Stated exercise:
Rewrite the gold price tutorial starting at "We’ll tackle the" and ending at "mind their shortcomings.", putting "cube root" wherever "square root" appears.

Selected text:
In this section, we’ll see how to fit linear models to data, in spite of these practical hurdles.

Let’s dive in.

A real world data set

We’ll use the following Gold Price Index data set (available here):

Export Price Index (End Use): Non-monetary gold (Source: US FRED)

STEP 1: LOAD THE DATA SET

Let’s load the data into a pandas DataFrame:

import pandas as pd
import numpy as np
from matplotlib import pyplot as plt
df = pd.read_csv('monthly_gold_price_index_fred.csv', header=0, infer_datetime_format=True, parse_dates=[0], index_col=[0])
print(df.head(10))

Here are the first 10 rows:

We’ll add a new column called Time_Period which takes values from 1 to 132.

df['Time_Period'] = range(1, len(df)+1)

Print the first 10 rows:

print(df.head(10))

STEP 2: INSPECT THE DATA

Plot the dependent variable Export_Price_Index_of_Gold against the Time_Period:

#Create a new pyplot figure to plot into
fig = plt.figure()
#Set the title of the plot
fig.suptitle('Export Price Index of Gold')
#Set the X and Y axis labels
plt.xlabel('Time Period')
plt.ylabel('Price Index')
#plot the time series and store the plot in the actual variable. We'll need that later for the legend.
actual, = plt.plot(df['Time_Period'], df['Export_Price_Index_of_Gold'], 'bo-', label='Gold Price Index')
#Set up the legend. There is only one time series in the legend.
plt.legend(handles=[actual])
#Show everything
plt.show()

Here is the plot:

Export price index of gold plotted for 132 consecutive monthly time periods from Jan 2001 to Dec 2011 (*Source:* *US FRED*) (Image by Author)

The price data displays heteroscedastic variance i.e non-constant variance, and nonlinear growth.

To confirm the heteroscedasticity, let’s plot the first difference of Export_Price_Index_of_Gold against Time_Period:

#create a time lagged column
df['LAGGED_Export_Price_Index_of_Gold'] = df['Export_Price_Index_of_Gold'].shift(1)
#Do a diff between the Export_Price_Index_of_Gold column and the time lagged version
df['DIFF_Export_Price_Index_of_Gold'] = df['Export_Price_Index_of_Gold']-df['LAGGED_Export_Price_Index_of_Gold']
#Plot the diff column using Series.plot()
df['DIFF_Export_Price_Index_of_Gold'].plot()
#Display the plot
plt.show()

Here’s the first-difference plot showing the variance increasing with time:

First difference of the Export Price Index showing the heteroscedastic variance (Image by Author)

STEP 3: REMOVE THE NONLINEARLITY

We’ll tackle the nonlinearity in the data first.

Taking the logarithm or the square root of the dependent variable has the effect of making the data linear and at the same time dampening down the heteroscedasticity in it.

We’ll use the natural log of the Export Price Index as the log function grows more slowly than the square root function and so its transformation effect is stronger than the square root.

While using these two transforms — the log and the square root — we should also keep in mind their shortcomings.

Information given:
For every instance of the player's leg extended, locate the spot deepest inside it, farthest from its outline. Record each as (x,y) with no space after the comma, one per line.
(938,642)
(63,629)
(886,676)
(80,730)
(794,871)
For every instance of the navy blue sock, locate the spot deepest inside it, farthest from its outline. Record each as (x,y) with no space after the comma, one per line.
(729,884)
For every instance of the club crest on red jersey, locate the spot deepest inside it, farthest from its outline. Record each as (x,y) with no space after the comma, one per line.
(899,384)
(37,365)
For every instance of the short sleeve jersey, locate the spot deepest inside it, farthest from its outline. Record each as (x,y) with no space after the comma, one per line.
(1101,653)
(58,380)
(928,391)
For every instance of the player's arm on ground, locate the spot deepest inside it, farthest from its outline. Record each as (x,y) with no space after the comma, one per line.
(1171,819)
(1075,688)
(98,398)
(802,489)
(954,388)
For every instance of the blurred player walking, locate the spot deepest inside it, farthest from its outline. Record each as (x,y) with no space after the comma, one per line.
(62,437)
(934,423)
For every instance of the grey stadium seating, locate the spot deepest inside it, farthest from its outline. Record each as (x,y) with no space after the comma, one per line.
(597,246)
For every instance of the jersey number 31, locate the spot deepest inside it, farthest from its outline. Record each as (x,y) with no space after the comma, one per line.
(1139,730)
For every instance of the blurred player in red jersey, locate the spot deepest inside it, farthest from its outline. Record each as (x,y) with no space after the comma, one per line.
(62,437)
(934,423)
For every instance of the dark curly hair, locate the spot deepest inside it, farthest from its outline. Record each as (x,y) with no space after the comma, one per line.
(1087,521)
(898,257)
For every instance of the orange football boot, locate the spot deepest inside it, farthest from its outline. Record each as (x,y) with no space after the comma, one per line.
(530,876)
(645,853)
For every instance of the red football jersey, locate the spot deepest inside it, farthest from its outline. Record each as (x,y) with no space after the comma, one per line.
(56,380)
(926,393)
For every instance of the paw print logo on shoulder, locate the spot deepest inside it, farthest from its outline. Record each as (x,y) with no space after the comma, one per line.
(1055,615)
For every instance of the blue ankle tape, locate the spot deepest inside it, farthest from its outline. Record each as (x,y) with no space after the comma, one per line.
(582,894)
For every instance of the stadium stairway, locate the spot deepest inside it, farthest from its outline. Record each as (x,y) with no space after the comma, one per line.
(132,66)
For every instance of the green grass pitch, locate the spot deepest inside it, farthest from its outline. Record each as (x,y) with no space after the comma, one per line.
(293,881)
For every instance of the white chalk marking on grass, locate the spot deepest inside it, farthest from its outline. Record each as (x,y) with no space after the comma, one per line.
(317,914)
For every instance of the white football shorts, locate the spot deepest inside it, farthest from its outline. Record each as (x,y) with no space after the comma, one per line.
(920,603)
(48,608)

Response to the exercise:
We’ll tackle the nonlinearity in the data first.

Taking the logarithm or the cube root of the dependent variable has the effect of making the data linear and at the same time dampening down the heteroscedasticity in it.

We’ll use the natural log of the Export Price Index as the log function grows more slowly than the cube root function and so its transformation effect is stronger than the cube root.

While using these two transforms — the log and the cube root — we should also keep in mind their shortcomings.